_Task instructions_. All records are to be retyped faithfully and completely.

Coordinate annotation entries
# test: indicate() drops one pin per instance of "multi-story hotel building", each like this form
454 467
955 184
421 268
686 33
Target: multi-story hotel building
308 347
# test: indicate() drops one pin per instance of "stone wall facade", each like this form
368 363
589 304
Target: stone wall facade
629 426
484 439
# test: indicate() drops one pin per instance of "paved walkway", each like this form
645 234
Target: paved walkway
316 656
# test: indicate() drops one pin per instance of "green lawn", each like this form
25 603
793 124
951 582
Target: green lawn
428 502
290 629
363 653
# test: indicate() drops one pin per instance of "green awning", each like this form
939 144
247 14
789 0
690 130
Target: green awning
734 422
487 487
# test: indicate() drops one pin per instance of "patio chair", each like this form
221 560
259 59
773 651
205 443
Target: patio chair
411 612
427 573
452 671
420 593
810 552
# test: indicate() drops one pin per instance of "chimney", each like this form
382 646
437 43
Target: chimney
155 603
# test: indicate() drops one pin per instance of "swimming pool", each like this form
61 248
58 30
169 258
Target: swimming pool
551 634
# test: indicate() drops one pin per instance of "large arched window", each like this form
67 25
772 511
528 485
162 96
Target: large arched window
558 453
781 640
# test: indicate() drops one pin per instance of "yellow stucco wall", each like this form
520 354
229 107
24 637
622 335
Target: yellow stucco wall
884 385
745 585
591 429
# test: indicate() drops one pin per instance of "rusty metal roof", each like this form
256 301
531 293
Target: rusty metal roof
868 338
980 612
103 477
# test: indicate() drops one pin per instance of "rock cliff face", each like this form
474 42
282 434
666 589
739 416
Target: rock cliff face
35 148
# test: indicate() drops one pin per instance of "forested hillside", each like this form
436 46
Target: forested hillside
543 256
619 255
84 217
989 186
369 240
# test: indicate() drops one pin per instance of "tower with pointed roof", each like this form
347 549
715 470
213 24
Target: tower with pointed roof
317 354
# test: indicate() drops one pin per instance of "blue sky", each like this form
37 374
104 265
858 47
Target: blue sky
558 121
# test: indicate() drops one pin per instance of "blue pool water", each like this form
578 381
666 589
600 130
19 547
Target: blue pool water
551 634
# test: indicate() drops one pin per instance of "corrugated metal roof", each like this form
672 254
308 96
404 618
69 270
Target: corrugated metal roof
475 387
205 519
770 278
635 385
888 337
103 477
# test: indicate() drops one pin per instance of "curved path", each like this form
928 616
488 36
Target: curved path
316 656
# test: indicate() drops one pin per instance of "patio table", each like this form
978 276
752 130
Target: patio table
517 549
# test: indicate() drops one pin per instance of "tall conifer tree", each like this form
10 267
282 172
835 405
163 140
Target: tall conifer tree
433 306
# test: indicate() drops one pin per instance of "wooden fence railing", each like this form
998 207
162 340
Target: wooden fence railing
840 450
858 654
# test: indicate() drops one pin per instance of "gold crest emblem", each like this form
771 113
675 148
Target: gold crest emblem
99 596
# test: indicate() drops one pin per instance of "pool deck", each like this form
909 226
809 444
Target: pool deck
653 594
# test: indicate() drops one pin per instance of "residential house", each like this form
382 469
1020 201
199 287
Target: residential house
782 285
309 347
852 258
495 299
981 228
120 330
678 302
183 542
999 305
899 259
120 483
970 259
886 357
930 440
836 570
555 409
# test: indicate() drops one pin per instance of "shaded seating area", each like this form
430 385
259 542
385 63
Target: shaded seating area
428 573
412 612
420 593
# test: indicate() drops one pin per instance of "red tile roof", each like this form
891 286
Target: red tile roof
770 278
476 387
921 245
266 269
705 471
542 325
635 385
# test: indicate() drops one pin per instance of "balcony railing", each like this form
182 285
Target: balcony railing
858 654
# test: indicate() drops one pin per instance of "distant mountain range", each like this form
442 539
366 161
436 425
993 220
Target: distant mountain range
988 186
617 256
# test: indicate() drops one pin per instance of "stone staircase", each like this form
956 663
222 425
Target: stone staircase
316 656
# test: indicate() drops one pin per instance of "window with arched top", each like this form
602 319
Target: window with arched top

_Solved problem_.
# test: indicate() drops one pin per instance of "multi-story hotel building", each like this form
454 467
955 184
421 268
686 33
Target: multi-story hotel building
308 347
# test: indicate() drops one pin per instance of "stone wall facade", each like this form
368 363
589 304
Target: stone wall facade
629 426
484 439
# test: indicate() drops one pin per instance of "paved walkway", each like this form
645 234
Target: paved walkway
316 656
# test: indicate() drops one pin per instance of "green lawn", each like this form
25 603
793 124
951 582
Target: green lawn
428 502
290 629
363 653
# test: indicate() drops one pin per instance of "green awning", each like this form
939 144
247 14
789 0
690 130
Target: green awning
734 422
487 487
# test: indicate() drops one pin per instance of "patio chair", each like this form
221 560
259 59
773 651
205 443
Target: patio chair
411 612
427 573
452 671
420 593
810 552
# test: indicate() drops one pin per instance of "chimney", each like this form
382 646
437 43
Target: chimney
155 603
# test: indicate() drops one pin per instance of "swimming pool", each like this form
61 248
58 30
169 258
Target: swimming pool
551 634
# test: indicate() drops one pin per instance of "large arched window", each like this form
67 25
772 511
528 485
162 96
Target: large arched window
558 453
781 640
# test: indicate() drops one pin per instance of "yellow stucco wall", each like this form
520 354
229 107
24 637
622 335
Target: yellow stucco wall
884 385
745 585
591 429
# test: indicate() drops one pin per instance of "rusty metal roof", each like this form
256 301
531 293
Target: rusty metal roof
868 338
980 612
103 477
# test: indicate() drops one pin per instance of "rock cliff face", each like this form
474 42
282 434
666 589
739 416
Target: rock cliff face
35 148
# test: indicate() drops one pin per instance of "forested hillside", each like this form
436 46
Target: forested hillside
543 256
619 255
84 217
989 186
369 240
# test: indicate() drops one pin per instance of "tower with pointed roof", each like this form
347 549
715 470
213 24
Target: tower with pointed roof
317 354
# test: indicate() drops one pin per instance of "blue sky", each like this form
37 374
104 265
858 47
Target: blue sky
558 121
# test: indicate() drops one pin per instance of "blue pool water", each like this form
578 381
666 589
600 130
19 547
Target: blue pool water
551 634
# test: indicate() drops one pin per instance of "corrugated metal roof", each like this form
672 254
308 96
404 618
69 270
Target: corrugated metal roof
475 387
205 519
770 278
635 385
888 337
103 477
# test: indicate() drops one pin per instance of "curved path", each like this form
928 616
488 36
Target: curved path
316 656
# test: indicate() drops one pin per instance of "patio table", each like this form
978 276
752 130
Target: patio table
517 549
# test: indicate() drops one pin per instance of "tall conifer tree", each like this form
10 267
282 172
835 405
163 140
Target: tall conifer tree
433 306
# test: indicate() drops one pin per instance of "wooden fence railing", each like this form
998 207
162 340
Target: wooden fence railing
840 450
858 654
# test: indicate() drops one pin per instance of "gold crest emblem", each like this form
771 113
675 148
Target: gold crest emblem
99 596
# test: indicate() drops one pin per instance of "pool deck", each like this form
909 226
809 444
Target: pool deck
653 594
# test: indicate() drops one pin per instance of "residential house", each like this form
382 469
1020 201
199 287
Target: residential house
782 285
309 347
852 258
495 299
981 228
120 330
678 302
183 542
999 305
899 259
120 483
970 259
886 357
930 440
836 570
555 409
# test: indicate() drops one pin per instance of "shaded seating area", each like this form
430 385
259 542
385 63
Target: shaded seating area
428 573
412 612
420 593
# test: indicate() drops one pin per instance of "red tile roof", each like this form
891 286
Target: red tile roof
770 278
476 387
921 245
266 269
705 471
542 325
635 385
# test: indicate() drops one pin per instance of "balcony railing", each like this form
182 285
Target: balcony railing
858 654
# test: indicate() drops one pin per instance of "distant mountain range", each like this form
442 539
366 161
436 425
993 220
Target: distant mountain range
988 186
617 256
# test: indicate() drops one pin per instance of "stone staircase", each like this form
956 663
222 425
Target: stone staircase
316 656
# test: indicate() drops one pin per instance of "window with arched top", each like this form
602 319
Target: window with arched top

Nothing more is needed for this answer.